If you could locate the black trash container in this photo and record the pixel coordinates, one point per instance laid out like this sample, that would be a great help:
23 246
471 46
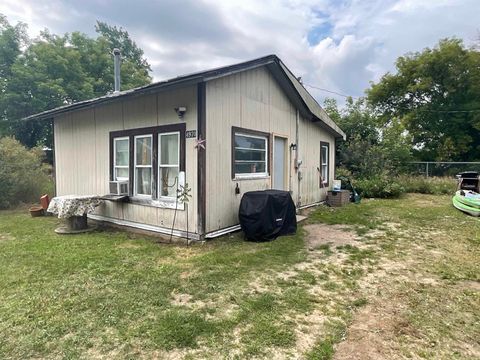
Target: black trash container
265 215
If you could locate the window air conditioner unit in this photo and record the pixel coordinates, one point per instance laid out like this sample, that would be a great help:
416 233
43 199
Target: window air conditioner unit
119 187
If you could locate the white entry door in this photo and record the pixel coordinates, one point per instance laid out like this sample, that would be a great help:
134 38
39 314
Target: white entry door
279 153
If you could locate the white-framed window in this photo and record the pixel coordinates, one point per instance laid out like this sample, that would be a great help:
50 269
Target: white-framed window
324 162
168 164
143 165
250 155
121 158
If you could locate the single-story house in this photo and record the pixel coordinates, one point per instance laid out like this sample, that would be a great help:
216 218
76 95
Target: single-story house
248 126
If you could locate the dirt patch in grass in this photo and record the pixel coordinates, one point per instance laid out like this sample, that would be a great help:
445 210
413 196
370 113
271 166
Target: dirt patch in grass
6 237
334 235
129 245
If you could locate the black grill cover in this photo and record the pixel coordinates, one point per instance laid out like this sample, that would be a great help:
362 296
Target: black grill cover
265 215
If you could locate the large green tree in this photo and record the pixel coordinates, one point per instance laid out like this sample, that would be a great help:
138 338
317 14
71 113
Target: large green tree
371 148
435 95
58 70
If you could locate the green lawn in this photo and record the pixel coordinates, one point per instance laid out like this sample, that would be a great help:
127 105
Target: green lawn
117 295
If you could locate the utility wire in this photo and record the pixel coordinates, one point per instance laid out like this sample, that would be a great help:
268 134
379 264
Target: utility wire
330 91
405 108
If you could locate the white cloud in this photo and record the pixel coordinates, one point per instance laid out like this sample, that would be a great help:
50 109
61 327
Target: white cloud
354 42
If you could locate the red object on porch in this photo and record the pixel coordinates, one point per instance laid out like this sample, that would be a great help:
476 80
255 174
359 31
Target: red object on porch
45 200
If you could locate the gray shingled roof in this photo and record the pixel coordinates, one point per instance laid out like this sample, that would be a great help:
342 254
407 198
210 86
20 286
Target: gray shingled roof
299 96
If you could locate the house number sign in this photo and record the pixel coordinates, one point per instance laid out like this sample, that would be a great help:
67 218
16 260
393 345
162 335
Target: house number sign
191 134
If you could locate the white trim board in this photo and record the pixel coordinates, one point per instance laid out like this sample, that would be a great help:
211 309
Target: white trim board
153 228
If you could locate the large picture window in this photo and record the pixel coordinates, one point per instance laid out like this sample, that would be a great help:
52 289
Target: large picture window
250 153
324 163
121 158
151 159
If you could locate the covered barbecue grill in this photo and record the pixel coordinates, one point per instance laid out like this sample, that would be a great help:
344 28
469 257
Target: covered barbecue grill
265 215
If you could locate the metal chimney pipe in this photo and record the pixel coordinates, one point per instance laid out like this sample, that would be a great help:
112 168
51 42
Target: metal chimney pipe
116 68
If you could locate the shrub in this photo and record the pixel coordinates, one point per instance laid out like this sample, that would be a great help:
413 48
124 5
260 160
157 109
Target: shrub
379 187
430 185
23 176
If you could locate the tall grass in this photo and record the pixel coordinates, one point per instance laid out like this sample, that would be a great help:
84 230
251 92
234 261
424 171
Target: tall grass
394 187
430 185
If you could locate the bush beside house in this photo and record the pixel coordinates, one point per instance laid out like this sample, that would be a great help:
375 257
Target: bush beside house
24 177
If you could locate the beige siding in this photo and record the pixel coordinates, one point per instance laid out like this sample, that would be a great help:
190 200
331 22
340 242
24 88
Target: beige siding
82 154
253 100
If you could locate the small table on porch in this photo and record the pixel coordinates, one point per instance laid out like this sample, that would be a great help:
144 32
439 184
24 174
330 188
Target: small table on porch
74 209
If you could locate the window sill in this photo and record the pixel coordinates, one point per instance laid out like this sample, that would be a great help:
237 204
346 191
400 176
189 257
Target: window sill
157 203
251 177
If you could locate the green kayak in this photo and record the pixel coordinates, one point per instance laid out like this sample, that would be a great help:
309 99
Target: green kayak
467 201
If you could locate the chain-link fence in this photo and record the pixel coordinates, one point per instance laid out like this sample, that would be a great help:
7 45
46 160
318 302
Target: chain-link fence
441 168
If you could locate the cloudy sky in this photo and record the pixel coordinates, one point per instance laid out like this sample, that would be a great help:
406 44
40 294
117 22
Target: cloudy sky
340 45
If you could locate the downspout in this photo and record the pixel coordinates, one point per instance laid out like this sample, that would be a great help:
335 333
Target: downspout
297 161
116 69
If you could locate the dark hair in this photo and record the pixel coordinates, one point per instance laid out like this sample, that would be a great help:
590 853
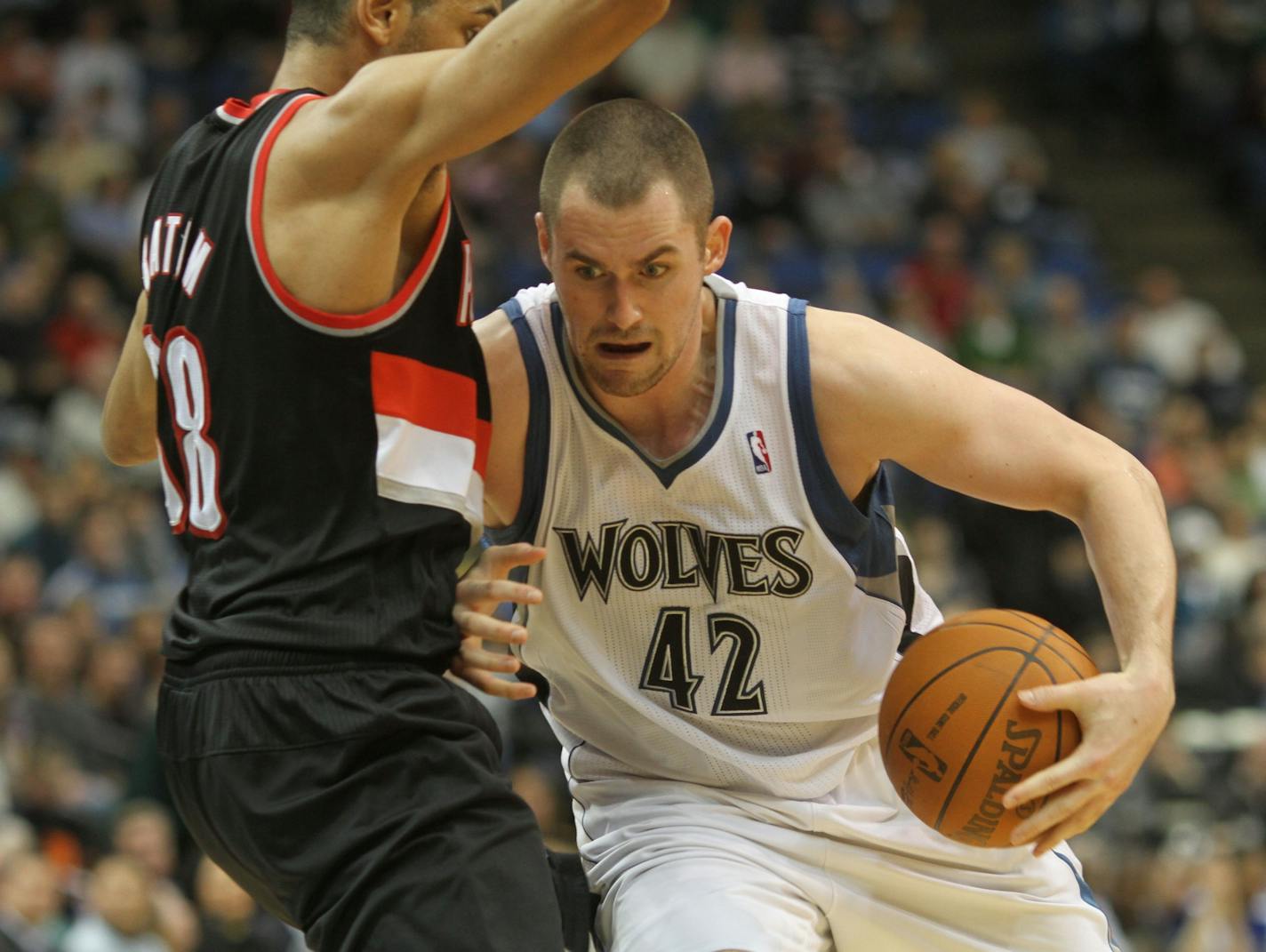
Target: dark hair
617 149
323 21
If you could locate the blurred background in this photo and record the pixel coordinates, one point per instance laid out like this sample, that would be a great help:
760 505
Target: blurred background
1068 196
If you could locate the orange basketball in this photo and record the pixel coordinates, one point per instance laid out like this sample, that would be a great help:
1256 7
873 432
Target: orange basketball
953 734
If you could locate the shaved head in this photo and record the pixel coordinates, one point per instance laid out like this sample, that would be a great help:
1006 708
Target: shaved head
618 149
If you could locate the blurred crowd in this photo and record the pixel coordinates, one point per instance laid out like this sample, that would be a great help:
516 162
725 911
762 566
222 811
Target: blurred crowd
1193 70
860 176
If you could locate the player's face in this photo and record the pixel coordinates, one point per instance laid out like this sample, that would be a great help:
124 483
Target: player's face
445 24
629 281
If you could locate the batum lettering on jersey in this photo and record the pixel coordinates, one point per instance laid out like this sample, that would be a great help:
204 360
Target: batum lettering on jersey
760 452
175 248
674 555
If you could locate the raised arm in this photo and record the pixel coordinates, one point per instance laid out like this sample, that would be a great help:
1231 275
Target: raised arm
129 420
402 116
909 404
508 382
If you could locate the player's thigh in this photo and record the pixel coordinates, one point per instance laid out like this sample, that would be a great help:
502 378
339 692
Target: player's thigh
400 833
709 901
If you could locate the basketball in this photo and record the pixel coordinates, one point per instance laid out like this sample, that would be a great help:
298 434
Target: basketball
953 734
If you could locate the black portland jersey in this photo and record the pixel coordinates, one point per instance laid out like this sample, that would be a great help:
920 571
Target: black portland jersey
325 471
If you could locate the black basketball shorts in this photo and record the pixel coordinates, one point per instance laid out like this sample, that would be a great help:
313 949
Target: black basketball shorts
364 804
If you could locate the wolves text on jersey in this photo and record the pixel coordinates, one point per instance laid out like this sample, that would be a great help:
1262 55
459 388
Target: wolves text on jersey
173 248
677 555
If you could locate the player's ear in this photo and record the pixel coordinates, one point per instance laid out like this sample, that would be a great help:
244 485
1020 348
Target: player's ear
717 244
382 20
543 239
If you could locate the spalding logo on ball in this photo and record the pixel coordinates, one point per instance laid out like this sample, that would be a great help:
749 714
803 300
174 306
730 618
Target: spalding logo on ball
953 734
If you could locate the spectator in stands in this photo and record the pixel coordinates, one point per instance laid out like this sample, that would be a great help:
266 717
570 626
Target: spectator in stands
143 830
1175 330
230 922
122 916
30 906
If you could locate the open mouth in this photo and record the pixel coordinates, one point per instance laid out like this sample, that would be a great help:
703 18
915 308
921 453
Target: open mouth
624 349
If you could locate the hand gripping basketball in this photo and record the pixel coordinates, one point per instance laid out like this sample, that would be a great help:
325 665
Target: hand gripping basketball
953 733
1037 788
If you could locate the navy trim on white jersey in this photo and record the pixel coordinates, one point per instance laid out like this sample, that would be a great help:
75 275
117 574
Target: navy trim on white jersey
665 470
866 540
1089 898
536 456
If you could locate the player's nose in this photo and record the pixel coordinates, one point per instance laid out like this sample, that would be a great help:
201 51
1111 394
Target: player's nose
623 310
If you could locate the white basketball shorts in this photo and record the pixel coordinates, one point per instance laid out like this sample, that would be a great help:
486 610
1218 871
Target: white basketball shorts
690 868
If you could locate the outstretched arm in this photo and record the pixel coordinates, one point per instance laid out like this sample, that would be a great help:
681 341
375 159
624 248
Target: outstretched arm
129 420
975 436
403 116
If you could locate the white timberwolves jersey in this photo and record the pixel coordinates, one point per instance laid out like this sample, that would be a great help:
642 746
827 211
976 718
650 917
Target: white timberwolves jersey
725 617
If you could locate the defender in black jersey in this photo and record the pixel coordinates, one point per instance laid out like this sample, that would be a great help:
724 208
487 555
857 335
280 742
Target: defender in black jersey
303 366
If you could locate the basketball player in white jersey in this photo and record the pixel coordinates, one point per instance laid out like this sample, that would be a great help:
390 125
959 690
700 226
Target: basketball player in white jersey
725 590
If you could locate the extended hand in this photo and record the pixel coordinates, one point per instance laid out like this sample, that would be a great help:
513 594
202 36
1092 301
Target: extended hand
1120 716
478 593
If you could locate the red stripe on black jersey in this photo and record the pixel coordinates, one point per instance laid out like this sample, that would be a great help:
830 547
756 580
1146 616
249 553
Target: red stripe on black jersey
366 321
242 109
429 396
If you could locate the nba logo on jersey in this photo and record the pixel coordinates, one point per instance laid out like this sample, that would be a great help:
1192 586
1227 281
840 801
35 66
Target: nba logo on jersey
760 455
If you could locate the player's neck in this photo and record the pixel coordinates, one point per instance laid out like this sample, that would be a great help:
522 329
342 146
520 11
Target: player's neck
320 68
666 420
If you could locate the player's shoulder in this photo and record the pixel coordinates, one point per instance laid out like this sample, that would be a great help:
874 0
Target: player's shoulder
725 289
529 300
——
■ Task details
Produce an exact repeat of the lines from the one containing "If you could locate the player's neck" through the last line of the data, and nothing more.

■ Answer for the task
If you could locate the player's neck in this photo and record the pixel coordinates, one point per instance laid out like this sample, that would be a great help:
522 329
342 146
520 11
Target: player's neck
320 68
666 420
If you could locate the player's shoulder in this photo and record the pixel coordinates, one point per instance laid out like this sample, that would be a great help:
874 0
Target: player's shoulder
725 289
529 300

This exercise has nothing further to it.